TO DO - Return every line below that contains the word "motorcycle", copied in full.

RECORDS FOR PROCESSING -
━━━

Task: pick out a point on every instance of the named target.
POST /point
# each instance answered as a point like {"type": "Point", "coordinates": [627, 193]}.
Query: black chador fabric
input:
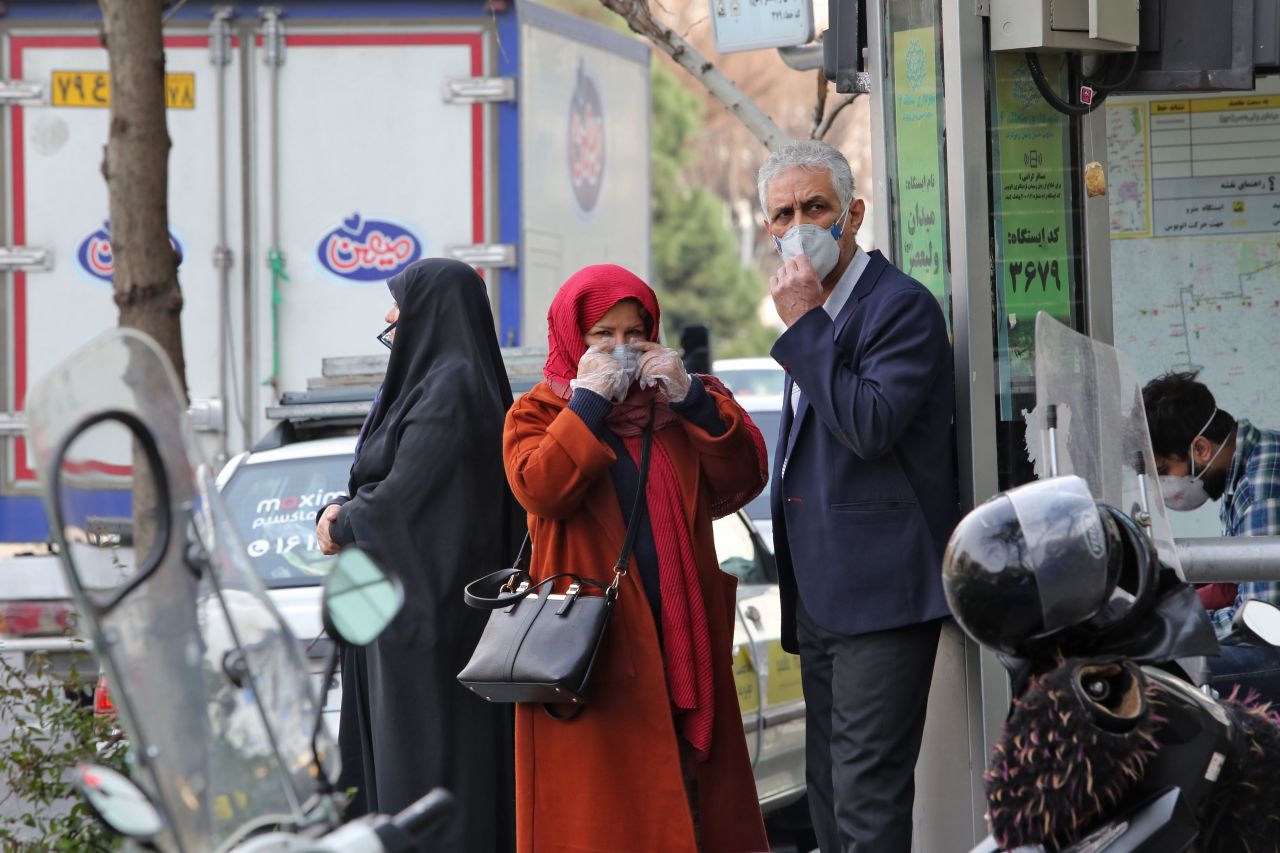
{"type": "Point", "coordinates": [429, 500]}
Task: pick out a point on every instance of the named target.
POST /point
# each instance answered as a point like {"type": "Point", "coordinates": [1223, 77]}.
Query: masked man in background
{"type": "Point", "coordinates": [1203, 454]}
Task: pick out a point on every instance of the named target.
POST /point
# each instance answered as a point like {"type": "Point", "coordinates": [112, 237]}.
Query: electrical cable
{"type": "Point", "coordinates": [1109, 78]}
{"type": "Point", "coordinates": [1052, 97]}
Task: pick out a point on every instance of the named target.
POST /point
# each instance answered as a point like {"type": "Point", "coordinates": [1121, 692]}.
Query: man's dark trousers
{"type": "Point", "coordinates": [865, 698]}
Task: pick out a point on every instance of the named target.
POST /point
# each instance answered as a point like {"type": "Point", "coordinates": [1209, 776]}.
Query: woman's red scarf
{"type": "Point", "coordinates": [686, 647]}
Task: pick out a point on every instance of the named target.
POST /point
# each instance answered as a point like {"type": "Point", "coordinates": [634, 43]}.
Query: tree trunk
{"type": "Point", "coordinates": [641, 21]}
{"type": "Point", "coordinates": [136, 168]}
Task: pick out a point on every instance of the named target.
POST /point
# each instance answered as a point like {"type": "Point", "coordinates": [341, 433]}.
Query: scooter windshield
{"type": "Point", "coordinates": [1093, 393]}
{"type": "Point", "coordinates": [211, 687]}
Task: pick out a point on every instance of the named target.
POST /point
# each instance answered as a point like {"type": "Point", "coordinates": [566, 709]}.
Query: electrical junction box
{"type": "Point", "coordinates": [1091, 26]}
{"type": "Point", "coordinates": [753, 24]}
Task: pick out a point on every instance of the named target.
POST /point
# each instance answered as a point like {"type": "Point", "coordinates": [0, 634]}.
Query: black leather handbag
{"type": "Point", "coordinates": [540, 646]}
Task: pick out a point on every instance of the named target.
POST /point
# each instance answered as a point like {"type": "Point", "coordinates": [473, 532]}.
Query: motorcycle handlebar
{"type": "Point", "coordinates": [437, 804]}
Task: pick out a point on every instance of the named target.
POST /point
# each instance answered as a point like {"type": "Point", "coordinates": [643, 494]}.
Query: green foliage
{"type": "Point", "coordinates": [695, 252]}
{"type": "Point", "coordinates": [48, 731]}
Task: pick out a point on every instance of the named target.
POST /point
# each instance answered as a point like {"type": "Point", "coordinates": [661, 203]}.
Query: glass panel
{"type": "Point", "coordinates": [768, 420]}
{"type": "Point", "coordinates": [1037, 256]}
{"type": "Point", "coordinates": [917, 144]}
{"type": "Point", "coordinates": [736, 551]}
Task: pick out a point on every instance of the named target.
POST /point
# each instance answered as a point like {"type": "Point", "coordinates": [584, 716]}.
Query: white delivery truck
{"type": "Point", "coordinates": [318, 149]}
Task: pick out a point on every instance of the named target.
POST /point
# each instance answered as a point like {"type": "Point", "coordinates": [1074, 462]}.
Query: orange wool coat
{"type": "Point", "coordinates": [611, 778]}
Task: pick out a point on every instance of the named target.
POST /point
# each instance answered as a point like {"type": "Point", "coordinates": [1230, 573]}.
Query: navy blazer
{"type": "Point", "coordinates": [869, 497]}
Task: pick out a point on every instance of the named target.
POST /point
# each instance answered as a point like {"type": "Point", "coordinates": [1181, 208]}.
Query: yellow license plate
{"type": "Point", "coordinates": [94, 89]}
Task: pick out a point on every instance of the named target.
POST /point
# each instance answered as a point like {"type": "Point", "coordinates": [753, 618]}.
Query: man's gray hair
{"type": "Point", "coordinates": [807, 154]}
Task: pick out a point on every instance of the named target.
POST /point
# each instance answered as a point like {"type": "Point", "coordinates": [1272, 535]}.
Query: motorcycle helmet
{"type": "Point", "coordinates": [1041, 568]}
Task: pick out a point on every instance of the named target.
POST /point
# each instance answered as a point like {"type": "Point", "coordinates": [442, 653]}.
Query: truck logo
{"type": "Point", "coordinates": [95, 254]}
{"type": "Point", "coordinates": [368, 250]}
{"type": "Point", "coordinates": [585, 141]}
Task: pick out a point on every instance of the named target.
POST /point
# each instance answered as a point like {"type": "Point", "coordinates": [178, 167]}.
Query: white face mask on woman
{"type": "Point", "coordinates": [629, 357]}
{"type": "Point", "coordinates": [819, 245]}
{"type": "Point", "coordinates": [1187, 492]}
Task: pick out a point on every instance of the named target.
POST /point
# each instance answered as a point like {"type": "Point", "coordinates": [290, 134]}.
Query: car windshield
{"type": "Point", "coordinates": [274, 509]}
{"type": "Point", "coordinates": [768, 423]}
{"type": "Point", "coordinates": [753, 382]}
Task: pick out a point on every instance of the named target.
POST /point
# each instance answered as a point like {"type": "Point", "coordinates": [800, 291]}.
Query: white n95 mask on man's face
{"type": "Point", "coordinates": [1187, 492]}
{"type": "Point", "coordinates": [819, 245]}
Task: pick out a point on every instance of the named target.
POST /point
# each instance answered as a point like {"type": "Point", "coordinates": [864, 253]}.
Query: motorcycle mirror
{"type": "Point", "coordinates": [112, 505]}
{"type": "Point", "coordinates": [1260, 620]}
{"type": "Point", "coordinates": [118, 802]}
{"type": "Point", "coordinates": [360, 598]}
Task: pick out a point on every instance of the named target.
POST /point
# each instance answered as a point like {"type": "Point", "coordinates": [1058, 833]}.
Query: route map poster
{"type": "Point", "coordinates": [1196, 247]}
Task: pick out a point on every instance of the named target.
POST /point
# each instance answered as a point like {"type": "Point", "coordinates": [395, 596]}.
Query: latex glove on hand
{"type": "Point", "coordinates": [663, 364]}
{"type": "Point", "coordinates": [599, 372]}
{"type": "Point", "coordinates": [323, 530]}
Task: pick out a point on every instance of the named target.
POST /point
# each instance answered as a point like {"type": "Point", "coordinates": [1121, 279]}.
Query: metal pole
{"type": "Point", "coordinates": [220, 56]}
{"type": "Point", "coordinates": [248, 241]}
{"type": "Point", "coordinates": [1229, 559]}
{"type": "Point", "coordinates": [273, 45]}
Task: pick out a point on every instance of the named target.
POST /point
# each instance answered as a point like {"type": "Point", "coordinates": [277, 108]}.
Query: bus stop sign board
{"type": "Point", "coordinates": [753, 24]}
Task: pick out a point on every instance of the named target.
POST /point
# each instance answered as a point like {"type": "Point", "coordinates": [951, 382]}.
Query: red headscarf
{"type": "Point", "coordinates": [583, 300]}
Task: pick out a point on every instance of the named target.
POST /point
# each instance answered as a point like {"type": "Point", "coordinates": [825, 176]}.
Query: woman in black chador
{"type": "Point", "coordinates": [429, 498]}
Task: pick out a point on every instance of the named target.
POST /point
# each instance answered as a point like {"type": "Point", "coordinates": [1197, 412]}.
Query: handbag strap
{"type": "Point", "coordinates": [476, 593]}
{"type": "Point", "coordinates": [521, 562]}
{"type": "Point", "coordinates": [638, 506]}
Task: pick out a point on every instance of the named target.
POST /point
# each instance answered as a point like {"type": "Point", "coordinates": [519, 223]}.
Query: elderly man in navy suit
{"type": "Point", "coordinates": [864, 497]}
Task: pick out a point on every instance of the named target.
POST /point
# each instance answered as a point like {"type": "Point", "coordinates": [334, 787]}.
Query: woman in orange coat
{"type": "Point", "coordinates": [658, 760]}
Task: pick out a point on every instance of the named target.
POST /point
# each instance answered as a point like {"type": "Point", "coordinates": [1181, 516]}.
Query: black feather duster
{"type": "Point", "coordinates": [1078, 739]}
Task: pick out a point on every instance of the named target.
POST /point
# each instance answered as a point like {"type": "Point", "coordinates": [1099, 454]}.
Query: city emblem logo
{"type": "Point", "coordinates": [585, 141]}
{"type": "Point", "coordinates": [368, 250]}
{"type": "Point", "coordinates": [96, 259]}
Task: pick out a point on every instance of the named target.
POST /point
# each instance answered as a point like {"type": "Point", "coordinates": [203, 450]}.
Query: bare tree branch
{"type": "Point", "coordinates": [690, 27]}
{"type": "Point", "coordinates": [819, 129]}
{"type": "Point", "coordinates": [819, 105]}
{"type": "Point", "coordinates": [641, 21]}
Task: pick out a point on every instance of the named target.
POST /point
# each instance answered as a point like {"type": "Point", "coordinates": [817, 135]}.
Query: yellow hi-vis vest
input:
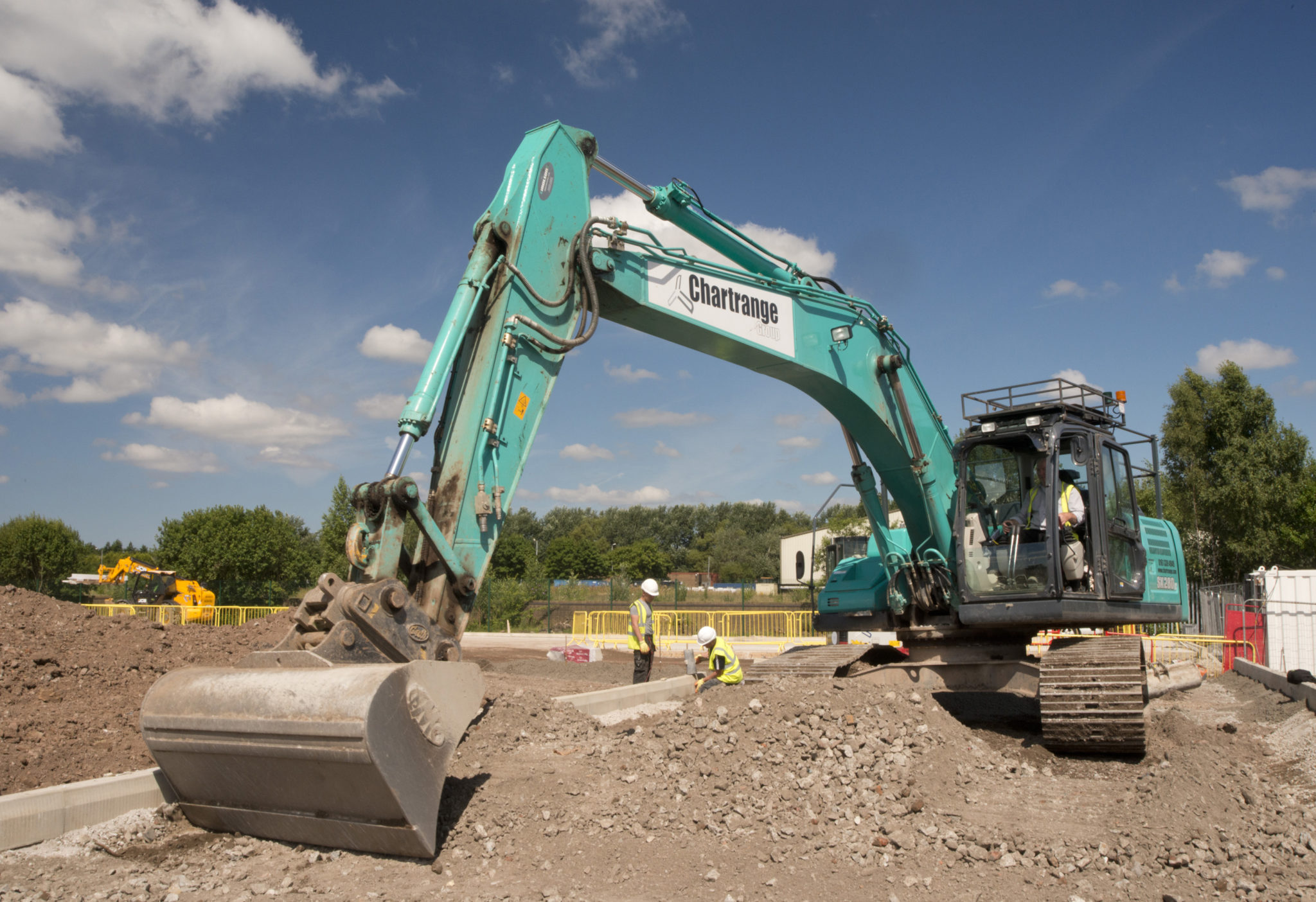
{"type": "Point", "coordinates": [646, 623]}
{"type": "Point", "coordinates": [1065, 491]}
{"type": "Point", "coordinates": [731, 664]}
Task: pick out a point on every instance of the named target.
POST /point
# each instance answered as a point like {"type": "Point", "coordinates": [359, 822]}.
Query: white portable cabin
{"type": "Point", "coordinates": [1290, 617]}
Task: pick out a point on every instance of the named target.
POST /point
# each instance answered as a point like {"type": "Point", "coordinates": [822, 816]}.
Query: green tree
{"type": "Point", "coordinates": [333, 530]}
{"type": "Point", "coordinates": [37, 553]}
{"type": "Point", "coordinates": [639, 560]}
{"type": "Point", "coordinates": [513, 559]}
{"type": "Point", "coordinates": [1239, 483]}
{"type": "Point", "coordinates": [574, 558]}
{"type": "Point", "coordinates": [247, 554]}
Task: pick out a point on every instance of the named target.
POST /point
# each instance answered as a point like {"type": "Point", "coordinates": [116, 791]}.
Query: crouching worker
{"type": "Point", "coordinates": [723, 666]}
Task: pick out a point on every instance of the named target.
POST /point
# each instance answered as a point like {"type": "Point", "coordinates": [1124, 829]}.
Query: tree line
{"type": "Point", "coordinates": [1239, 484]}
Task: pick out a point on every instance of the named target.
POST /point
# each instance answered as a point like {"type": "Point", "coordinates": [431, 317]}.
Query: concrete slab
{"type": "Point", "coordinates": [40, 814]}
{"type": "Point", "coordinates": [1302, 692]}
{"type": "Point", "coordinates": [603, 701]}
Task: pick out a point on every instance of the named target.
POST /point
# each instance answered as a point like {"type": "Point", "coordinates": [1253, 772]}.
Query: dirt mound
{"type": "Point", "coordinates": [71, 683]}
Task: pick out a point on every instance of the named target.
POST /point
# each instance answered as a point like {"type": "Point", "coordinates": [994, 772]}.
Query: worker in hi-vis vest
{"type": "Point", "coordinates": [641, 638]}
{"type": "Point", "coordinates": [723, 666]}
{"type": "Point", "coordinates": [1033, 520]}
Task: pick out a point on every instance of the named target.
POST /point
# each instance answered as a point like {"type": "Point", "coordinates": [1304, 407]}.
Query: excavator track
{"type": "Point", "coordinates": [1092, 694]}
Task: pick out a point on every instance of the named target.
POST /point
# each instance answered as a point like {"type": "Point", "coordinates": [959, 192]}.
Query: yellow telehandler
{"type": "Point", "coordinates": [152, 585]}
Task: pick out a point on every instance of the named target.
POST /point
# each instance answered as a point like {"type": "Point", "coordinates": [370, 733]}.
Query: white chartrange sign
{"type": "Point", "coordinates": [748, 312]}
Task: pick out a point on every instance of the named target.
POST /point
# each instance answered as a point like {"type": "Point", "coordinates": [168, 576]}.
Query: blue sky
{"type": "Point", "coordinates": [218, 221]}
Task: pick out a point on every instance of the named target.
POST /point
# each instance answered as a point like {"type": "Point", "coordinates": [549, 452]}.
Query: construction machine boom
{"type": "Point", "coordinates": [541, 274]}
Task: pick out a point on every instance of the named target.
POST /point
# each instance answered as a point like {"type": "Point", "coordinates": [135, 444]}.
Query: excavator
{"type": "Point", "coordinates": [341, 734]}
{"type": "Point", "coordinates": [152, 585]}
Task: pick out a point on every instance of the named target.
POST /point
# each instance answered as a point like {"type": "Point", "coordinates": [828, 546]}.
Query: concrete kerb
{"type": "Point", "coordinates": [1302, 692]}
{"type": "Point", "coordinates": [605, 701]}
{"type": "Point", "coordinates": [41, 814]}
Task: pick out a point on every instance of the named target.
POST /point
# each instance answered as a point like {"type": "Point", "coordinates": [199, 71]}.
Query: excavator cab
{"type": "Point", "coordinates": [1047, 504]}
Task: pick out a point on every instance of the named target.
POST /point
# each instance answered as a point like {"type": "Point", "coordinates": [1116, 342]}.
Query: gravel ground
{"type": "Point", "coordinates": [798, 791]}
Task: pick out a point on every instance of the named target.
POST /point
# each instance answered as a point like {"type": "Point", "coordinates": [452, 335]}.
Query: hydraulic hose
{"type": "Point", "coordinates": [580, 254]}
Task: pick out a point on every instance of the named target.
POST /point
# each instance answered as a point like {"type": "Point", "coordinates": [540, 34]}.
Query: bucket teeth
{"type": "Point", "coordinates": [350, 756]}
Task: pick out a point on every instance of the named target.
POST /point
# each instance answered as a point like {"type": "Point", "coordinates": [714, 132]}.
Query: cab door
{"type": "Point", "coordinates": [1126, 558]}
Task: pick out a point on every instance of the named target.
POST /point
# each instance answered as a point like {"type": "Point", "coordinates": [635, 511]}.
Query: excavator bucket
{"type": "Point", "coordinates": [349, 756]}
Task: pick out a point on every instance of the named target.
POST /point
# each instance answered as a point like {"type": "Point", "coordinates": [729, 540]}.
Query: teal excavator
{"type": "Point", "coordinates": [341, 734]}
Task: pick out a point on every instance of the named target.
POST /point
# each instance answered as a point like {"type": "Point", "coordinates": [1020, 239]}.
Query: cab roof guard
{"type": "Point", "coordinates": [1086, 403]}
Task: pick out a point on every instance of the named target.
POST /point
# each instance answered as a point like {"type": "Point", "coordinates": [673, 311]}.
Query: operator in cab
{"type": "Point", "coordinates": [724, 668]}
{"type": "Point", "coordinates": [1033, 520]}
{"type": "Point", "coordinates": [641, 637]}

━━━

TASK SOLUTION -
Query: motorcycle handlebar
Query: motorcycle helmet
Query: motorcycle mirror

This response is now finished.